>> START Exercise materials

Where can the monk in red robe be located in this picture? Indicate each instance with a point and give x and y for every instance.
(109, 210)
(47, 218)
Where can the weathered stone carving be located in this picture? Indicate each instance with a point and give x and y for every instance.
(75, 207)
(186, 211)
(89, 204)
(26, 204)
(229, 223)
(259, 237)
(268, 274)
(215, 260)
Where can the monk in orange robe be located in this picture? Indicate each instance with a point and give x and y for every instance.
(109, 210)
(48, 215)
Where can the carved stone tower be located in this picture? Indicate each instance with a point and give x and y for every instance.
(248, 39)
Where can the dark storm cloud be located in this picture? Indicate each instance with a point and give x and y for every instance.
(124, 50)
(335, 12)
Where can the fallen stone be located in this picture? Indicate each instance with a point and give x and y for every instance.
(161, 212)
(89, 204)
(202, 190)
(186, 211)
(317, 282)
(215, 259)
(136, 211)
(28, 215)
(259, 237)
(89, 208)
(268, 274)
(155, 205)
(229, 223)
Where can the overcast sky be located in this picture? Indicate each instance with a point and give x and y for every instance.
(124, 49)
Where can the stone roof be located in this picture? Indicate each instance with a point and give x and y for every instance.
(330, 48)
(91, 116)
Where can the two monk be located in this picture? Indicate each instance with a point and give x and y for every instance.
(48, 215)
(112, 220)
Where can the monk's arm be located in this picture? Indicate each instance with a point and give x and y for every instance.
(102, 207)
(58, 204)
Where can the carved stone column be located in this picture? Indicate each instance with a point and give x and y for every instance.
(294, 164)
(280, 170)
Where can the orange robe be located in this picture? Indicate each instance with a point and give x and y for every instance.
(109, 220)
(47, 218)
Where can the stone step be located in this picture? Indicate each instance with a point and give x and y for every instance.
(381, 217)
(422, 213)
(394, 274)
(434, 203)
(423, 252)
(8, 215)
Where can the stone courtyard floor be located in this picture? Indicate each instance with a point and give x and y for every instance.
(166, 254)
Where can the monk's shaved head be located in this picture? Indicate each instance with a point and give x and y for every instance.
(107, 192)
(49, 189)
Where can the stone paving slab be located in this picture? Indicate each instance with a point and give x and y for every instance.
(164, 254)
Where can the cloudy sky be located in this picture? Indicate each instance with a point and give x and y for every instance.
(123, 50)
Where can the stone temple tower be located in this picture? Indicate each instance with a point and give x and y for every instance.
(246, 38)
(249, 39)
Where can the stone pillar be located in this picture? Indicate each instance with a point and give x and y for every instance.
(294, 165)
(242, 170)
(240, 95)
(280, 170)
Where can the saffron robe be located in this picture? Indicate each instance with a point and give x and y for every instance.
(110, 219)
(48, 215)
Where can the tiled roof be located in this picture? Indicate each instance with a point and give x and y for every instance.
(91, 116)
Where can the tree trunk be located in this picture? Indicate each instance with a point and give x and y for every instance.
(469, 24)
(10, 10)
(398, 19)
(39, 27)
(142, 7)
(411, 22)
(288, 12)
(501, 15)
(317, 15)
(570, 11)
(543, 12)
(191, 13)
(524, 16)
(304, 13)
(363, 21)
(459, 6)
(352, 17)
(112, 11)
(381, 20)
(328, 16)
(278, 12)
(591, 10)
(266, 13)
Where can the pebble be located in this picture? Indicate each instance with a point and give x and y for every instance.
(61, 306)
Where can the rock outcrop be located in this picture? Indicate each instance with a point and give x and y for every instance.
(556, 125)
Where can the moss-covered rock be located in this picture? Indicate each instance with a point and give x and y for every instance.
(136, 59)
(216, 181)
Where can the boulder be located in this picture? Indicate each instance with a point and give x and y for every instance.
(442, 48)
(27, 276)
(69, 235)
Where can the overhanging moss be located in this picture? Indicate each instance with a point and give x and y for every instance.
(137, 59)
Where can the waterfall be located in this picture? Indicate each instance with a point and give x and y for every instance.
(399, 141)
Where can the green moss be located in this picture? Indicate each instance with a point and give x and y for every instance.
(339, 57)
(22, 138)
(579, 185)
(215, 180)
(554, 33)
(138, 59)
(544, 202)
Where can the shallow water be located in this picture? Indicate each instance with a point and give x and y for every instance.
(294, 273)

>> END Exercise materials

Stated exercise:
Reproduce all of the material above word for word.

Result of this task:
Where can the monk in red robe be located in this picture? Indicate each instance with a point and give x and y for every instance.
(109, 210)
(47, 218)
Where can the weathered stone carving be located in this picture? Indicate each instance with a point and give x and y for every instance.
(75, 207)
(186, 211)
(89, 204)
(26, 204)
(229, 223)
(259, 237)
(268, 274)
(215, 260)
Where can the monk in orange robe be located in this picture? Indicate each instance with a point and give x and y for every instance.
(109, 210)
(48, 215)
Where can the carved stone tower be located in this picture? Indicate each instance with a point and give x and y for every instance.
(248, 39)
Where can the dark storm cloud be located in this picture? Indicate each instance with a point and give x and y for every instance.
(124, 50)
(335, 12)
Where can the fallen stone be located in this picture? Indicate each instance with a point and give x and y for every instance.
(161, 212)
(89, 204)
(202, 190)
(186, 211)
(317, 282)
(215, 259)
(136, 211)
(28, 215)
(259, 237)
(89, 208)
(268, 274)
(155, 205)
(229, 223)
Where can the overcast sky be located in this picture? Indicate each instance with a point and give x and y for every instance.
(124, 49)
Where can the stone roof be located in this picture? Indicate each instance with a point and give x and y for every instance.
(330, 48)
(91, 116)
Where can the two monk be located in this picture? Indicate each instance with a point and give x and y for every instance.
(48, 215)
(112, 220)
Where can the monk's arm be located in this picture? Indicate each instance with a point and give x and y for every instance.
(102, 207)
(58, 204)
Where can the carved stone column be located in this picture? Indicate each instance with a point and give x and y for every instance.
(294, 164)
(280, 170)
Where can the orange robe be located in this picture? Indicate each instance with a point and give x and y for every instance.
(109, 220)
(47, 218)
Where can the stone step be located in this picture? Indicate each instance with a point and give x and y for every instance.
(381, 217)
(422, 213)
(394, 274)
(434, 203)
(423, 252)
(8, 215)
Where can the stone courtyard floor be located in this picture? Indicate each instance with a point and give x and y for every instance.
(166, 254)
Where can the monk's shaved head be located in this picture? Indicate each instance with a point and give x and y for every instance.
(107, 192)
(49, 189)
Where can the stone paving slab be located in this picture? Indicate each instance with a point and give x and y for every instance.
(164, 254)
Where can the cloudy sky be located in this picture? Indicate each instance with a point and give x and y for every instance.
(123, 50)
Where can the stone temple tower be located in this picture? Indicate each instance with a point and give x and y for every instance.
(246, 38)
(249, 39)
Where can the stone pillar be located in this picture? Indicate each instance with a point and give x and y for every instance.
(294, 165)
(242, 170)
(240, 95)
(280, 170)
Where can the saffron robe be located in this picture? Indicate each instance with a point and give x and y for every instance.
(110, 219)
(48, 215)
Where can the tiled roof be located in this picture? Indicate each instance with a point and give x and y for every instance.
(91, 116)
Where can the tree trunk be located in this picture? Indicate each instance with a point and give x and y for every instance.
(469, 24)
(10, 10)
(398, 19)
(39, 27)
(142, 7)
(411, 22)
(288, 12)
(501, 15)
(317, 15)
(570, 11)
(543, 12)
(191, 13)
(524, 16)
(304, 13)
(363, 21)
(459, 6)
(352, 17)
(112, 11)
(381, 20)
(328, 16)
(278, 12)
(591, 10)
(266, 13)
Where can the pebble be located in this picture? Indicate each instance with a point and give x and y for every instance.
(61, 306)
Where can the rock outcrop be located in this picture? Indicate each instance with a point and give x and y for every instance.
(556, 125)
Where can the moss-covered rock be located in this picture? Indicate each instance with a point and give x and y for every instance.
(136, 59)
(216, 181)
Where can the boulder be located in this picture? Indicate each instance with a point and give x and y for every instance.
(442, 48)
(27, 276)
(69, 235)
Where can the overhanging moss be located in this picture? Indicate each instance with a point and give x and y for every instance.
(137, 59)
Where can the waterfall be located in this picture? Indicate each instance with a point and give x and y for every instance.
(399, 141)
Where can the green moss be located in this picture? Indicate each instance with a point and give x and y for every instance.
(339, 57)
(22, 138)
(579, 185)
(215, 180)
(554, 33)
(138, 59)
(544, 202)
Where can the shallow water be located in this picture? Indicate each instance with a point and give x and y for every instance.
(294, 273)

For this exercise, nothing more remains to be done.